- [DOCUMENT PASSAGE]
((
Published January 13, 2015
Russian biathlete Olga Pyleva was thrown out of the Olympics and stripped of her silver medal Thursday for failing a drug test, the first athlete caught for doping at the Torino Games.
Pyleva, who won silver at the 15km event Monday, was scratched just before the start of Thursday's 7.5km sprint, in which she was considered a leading medal contender. She also won gold and bronze medals at the 2002 Salt Lake City Games.
A hastily-convened, three-member IOC panel found Pyleva guilty of a doping violation. She had tested positive for the banned stimulant carphedon in a urine test following Monday's race.
Nikolai Durmanov, head of Russian Anti-Doping Committee, said a doctor who treated her for an ankle injury in January gave her an over-the-counter medication that did not list carphedon as one of its ingredients.
"This was 100 percent the physician's mistake," Durmanov said.
Martina Glagow of Germany, who finished fourth, will be awarded the silver. Albina Akhatova, Pyleva's Russian teammate, goes from fourth to bronze.
Further possible sanctions — such as a long-term ban from competition — are up to the International Biathlon Union.
Under the IOC's rules, athletes testing positive at the Olympics are considered guilty if a banned substance is found in their systems, regardless of the circumstances.
))
- [LISTED ENTRIES]
((
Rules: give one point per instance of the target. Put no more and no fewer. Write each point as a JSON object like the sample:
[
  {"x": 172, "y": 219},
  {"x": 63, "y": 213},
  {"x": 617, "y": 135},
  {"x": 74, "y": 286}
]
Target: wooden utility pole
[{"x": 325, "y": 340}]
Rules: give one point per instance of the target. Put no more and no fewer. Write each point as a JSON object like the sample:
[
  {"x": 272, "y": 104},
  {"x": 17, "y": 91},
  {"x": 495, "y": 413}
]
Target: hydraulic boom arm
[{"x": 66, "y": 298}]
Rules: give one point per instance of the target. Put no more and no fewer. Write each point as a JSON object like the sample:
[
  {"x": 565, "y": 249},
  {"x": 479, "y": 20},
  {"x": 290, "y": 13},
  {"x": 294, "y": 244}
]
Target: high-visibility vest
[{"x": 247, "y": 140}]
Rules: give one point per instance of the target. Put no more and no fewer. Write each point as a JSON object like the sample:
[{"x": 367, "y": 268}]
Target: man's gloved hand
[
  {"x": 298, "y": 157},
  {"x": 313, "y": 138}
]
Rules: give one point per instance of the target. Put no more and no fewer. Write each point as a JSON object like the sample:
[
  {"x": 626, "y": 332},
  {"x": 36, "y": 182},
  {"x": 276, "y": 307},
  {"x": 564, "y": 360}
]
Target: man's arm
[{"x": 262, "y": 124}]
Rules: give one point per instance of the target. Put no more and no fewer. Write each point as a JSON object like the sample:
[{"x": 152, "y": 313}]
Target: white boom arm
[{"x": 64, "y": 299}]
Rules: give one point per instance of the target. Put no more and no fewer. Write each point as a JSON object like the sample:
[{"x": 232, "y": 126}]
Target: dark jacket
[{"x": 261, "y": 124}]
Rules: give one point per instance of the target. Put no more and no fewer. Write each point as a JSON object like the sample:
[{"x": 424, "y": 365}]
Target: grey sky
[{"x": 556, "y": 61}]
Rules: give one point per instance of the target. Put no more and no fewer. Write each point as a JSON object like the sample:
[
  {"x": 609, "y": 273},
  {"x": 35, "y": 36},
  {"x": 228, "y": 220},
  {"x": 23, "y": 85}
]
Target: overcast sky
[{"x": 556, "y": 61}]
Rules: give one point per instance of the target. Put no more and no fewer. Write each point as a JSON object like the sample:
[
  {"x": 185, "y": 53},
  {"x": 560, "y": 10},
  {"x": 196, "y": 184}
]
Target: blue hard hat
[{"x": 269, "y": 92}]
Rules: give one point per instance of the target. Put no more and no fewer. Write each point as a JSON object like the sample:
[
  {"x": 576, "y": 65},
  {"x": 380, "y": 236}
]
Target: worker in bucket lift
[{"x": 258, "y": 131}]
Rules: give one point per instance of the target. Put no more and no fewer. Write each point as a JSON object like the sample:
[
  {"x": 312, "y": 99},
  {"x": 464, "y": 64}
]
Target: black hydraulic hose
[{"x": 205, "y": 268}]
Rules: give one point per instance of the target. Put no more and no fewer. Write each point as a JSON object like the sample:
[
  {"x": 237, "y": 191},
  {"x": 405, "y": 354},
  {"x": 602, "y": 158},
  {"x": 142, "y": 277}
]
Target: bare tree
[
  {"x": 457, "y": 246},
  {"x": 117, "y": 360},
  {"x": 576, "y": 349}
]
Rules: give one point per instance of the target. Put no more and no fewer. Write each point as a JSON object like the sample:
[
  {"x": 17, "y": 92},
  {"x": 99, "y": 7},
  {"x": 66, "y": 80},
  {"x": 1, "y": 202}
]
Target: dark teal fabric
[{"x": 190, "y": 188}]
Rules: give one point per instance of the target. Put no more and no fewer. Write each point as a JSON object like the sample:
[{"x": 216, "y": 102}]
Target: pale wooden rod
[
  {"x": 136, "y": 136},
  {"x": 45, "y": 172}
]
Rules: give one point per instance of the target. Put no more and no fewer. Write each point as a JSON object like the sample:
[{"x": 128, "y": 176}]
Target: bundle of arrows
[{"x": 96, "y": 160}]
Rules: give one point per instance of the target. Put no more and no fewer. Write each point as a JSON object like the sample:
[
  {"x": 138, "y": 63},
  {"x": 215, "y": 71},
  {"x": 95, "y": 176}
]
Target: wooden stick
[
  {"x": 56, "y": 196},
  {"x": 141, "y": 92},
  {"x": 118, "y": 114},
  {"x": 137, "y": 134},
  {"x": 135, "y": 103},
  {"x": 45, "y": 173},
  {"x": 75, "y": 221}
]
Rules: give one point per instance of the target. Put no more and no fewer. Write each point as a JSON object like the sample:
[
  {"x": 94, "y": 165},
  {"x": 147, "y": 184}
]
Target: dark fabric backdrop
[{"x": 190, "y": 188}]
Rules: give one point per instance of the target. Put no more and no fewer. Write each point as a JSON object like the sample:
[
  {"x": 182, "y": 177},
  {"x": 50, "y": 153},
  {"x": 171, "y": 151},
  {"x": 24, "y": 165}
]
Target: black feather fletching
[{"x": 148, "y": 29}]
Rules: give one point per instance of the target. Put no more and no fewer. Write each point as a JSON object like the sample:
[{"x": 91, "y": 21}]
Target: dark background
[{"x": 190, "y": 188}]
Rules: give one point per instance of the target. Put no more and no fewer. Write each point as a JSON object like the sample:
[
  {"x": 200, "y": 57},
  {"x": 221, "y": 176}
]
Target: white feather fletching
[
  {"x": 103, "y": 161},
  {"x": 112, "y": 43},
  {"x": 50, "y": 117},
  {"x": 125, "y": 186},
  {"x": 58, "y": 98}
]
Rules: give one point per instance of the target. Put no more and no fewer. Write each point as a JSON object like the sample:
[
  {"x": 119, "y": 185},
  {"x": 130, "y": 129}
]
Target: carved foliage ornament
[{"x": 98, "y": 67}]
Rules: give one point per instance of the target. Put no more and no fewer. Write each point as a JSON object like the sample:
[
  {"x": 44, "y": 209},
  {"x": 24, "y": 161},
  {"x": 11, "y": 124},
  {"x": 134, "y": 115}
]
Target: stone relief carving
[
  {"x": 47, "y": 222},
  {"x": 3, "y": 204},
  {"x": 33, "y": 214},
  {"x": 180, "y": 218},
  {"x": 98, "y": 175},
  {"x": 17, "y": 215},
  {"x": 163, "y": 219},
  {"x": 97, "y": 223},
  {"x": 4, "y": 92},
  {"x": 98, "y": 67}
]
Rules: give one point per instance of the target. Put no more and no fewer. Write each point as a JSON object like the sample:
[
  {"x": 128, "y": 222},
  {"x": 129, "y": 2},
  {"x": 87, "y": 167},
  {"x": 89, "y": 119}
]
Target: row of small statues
))
- [WHAT YOU WILL DO] Reproduce word for word everything in the biathlon doping article from "Martina Glagow of" down to "International Biathlon Union.".

- [WRITTEN SOLUTION]
Martina Glagow of Germany, who finished fourth, will be awarded the silver. Albina Akhatova, Pyleva's Russian teammate, goes from fourth to bronze.
Further possible sanctions — such as a long-term ban from competition — are up to the International Biathlon Union.